Entri tentang menemukan benda yang disebutkan
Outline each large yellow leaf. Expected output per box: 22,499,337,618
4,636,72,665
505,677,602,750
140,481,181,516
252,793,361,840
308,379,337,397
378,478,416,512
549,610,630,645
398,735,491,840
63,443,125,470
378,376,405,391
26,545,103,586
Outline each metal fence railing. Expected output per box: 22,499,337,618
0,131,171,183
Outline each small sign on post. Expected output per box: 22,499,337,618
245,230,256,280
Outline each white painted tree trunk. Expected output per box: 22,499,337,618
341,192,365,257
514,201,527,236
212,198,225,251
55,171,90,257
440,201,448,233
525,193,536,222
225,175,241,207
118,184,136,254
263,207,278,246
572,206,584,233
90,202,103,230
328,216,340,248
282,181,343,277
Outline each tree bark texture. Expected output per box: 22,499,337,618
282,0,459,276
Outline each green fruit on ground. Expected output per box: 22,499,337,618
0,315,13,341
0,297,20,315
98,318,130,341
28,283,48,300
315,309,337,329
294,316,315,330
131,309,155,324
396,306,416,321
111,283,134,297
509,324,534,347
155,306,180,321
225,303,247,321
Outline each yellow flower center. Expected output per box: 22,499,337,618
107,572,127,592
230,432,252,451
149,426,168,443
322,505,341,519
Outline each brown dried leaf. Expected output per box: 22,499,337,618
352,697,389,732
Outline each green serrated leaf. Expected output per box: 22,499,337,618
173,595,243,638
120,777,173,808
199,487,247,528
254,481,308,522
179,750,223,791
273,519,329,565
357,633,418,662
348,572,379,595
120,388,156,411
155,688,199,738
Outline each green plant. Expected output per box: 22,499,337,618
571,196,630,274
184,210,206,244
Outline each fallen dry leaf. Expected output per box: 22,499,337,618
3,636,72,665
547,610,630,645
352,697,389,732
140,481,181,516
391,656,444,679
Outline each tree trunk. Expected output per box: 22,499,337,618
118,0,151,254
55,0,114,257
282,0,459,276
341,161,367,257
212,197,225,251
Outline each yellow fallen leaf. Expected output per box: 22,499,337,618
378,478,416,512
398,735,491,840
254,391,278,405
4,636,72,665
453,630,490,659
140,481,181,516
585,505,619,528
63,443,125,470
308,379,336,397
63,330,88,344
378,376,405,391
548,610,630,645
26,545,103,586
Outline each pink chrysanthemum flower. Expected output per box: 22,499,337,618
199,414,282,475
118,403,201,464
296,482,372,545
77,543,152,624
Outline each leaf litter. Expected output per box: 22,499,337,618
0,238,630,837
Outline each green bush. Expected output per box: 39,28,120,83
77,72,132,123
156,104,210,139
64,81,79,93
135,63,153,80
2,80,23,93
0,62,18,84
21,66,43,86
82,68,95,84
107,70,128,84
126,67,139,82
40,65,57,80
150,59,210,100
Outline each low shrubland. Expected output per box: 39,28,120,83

KETENTUAN SOAL
Tulis kembali seluruh entri di atas tanpa mengubah satu karakter pun.

JAWABAN
Outline each large yellow leaf. Expected output per box: 22,499,337,618
4,636,72,665
505,677,602,750
140,481,181,516
252,793,361,840
308,379,337,397
378,478,416,512
549,610,630,645
398,735,491,840
63,443,125,470
378,376,405,391
26,545,103,586
Outline each metal fence railing. Expected output per box: 22,499,337,618
0,131,171,183
Outline each small sign on post. Expected output per box: 22,499,337,618
245,230,256,280
Outline each white painted tree trunk. Expected output per box: 22,499,337,618
341,192,365,257
514,201,527,236
212,198,225,251
55,171,90,257
440,201,448,233
525,193,536,222
225,175,241,207
118,184,136,254
263,207,278,246
572,206,584,233
90,202,103,230
328,216,340,248
282,181,343,277
Outline each tree bark texture. Expected output per box: 22,499,337,618
282,0,459,276
Outline each green fruit on ground. Expected output per box: 22,499,337,618
0,315,13,341
0,297,20,315
98,318,130,341
28,283,48,300
315,309,337,329
294,316,315,330
131,309,155,324
396,306,416,321
111,283,134,297
509,324,534,347
155,306,180,321
225,303,247,321
Outline each yellow flower center. Expected output per box: 22,499,337,618
107,572,127,592
230,432,252,451
149,426,168,443
322,505,341,519
Outline each brown dried leaf. Expected output per box: 22,499,337,618
352,697,389,732
Outline each green serrated leaf. Expected output per box: 22,499,337,618
173,595,243,638
120,777,173,808
199,487,247,528
254,481,308,522
179,750,223,791
273,519,329,565
357,633,418,662
348,572,379,595
120,388,156,411
155,688,199,738
Outline each green plant. Expected output per box: 22,499,337,618
571,196,630,274
184,210,206,244
Outline each fallen dry leaf. Expected output per box: 22,499,337,618
3,636,72,665
547,610,630,645
352,697,389,732
140,481,181,516
391,656,444,679
Outline each tree trunk. Expected output per box: 22,499,337,618
118,0,151,254
55,0,114,257
282,0,459,276
341,161,367,257
212,197,225,251
Outline each yellow fallen leaf. Expected output per box: 22,499,337,618
378,478,416,512
398,735,491,840
254,391,278,405
4,636,72,665
453,630,490,659
140,481,181,516
585,505,619,528
63,443,125,470
308,379,336,397
63,330,88,344
378,376,405,391
548,610,630,645
26,545,103,586
Outline each pink chrysanthemum flower. Expected output per box: 22,499,337,618
199,414,282,475
118,403,201,464
296,482,372,545
77,543,152,624
Outline each leaf litter. Expected output per box: 22,499,337,618
0,238,630,837
Outline each green bush. Expected output per box: 39,28,120,83
77,72,132,123
156,104,210,139
64,81,79,93
135,63,153,80
2,80,23,93
0,62,18,84
21,66,43,86
82,68,95,84
107,70,128,84
126,67,139,82
40,65,57,80
150,59,210,100
Outline each low shrubland. Expected output per box: 39,28,120,83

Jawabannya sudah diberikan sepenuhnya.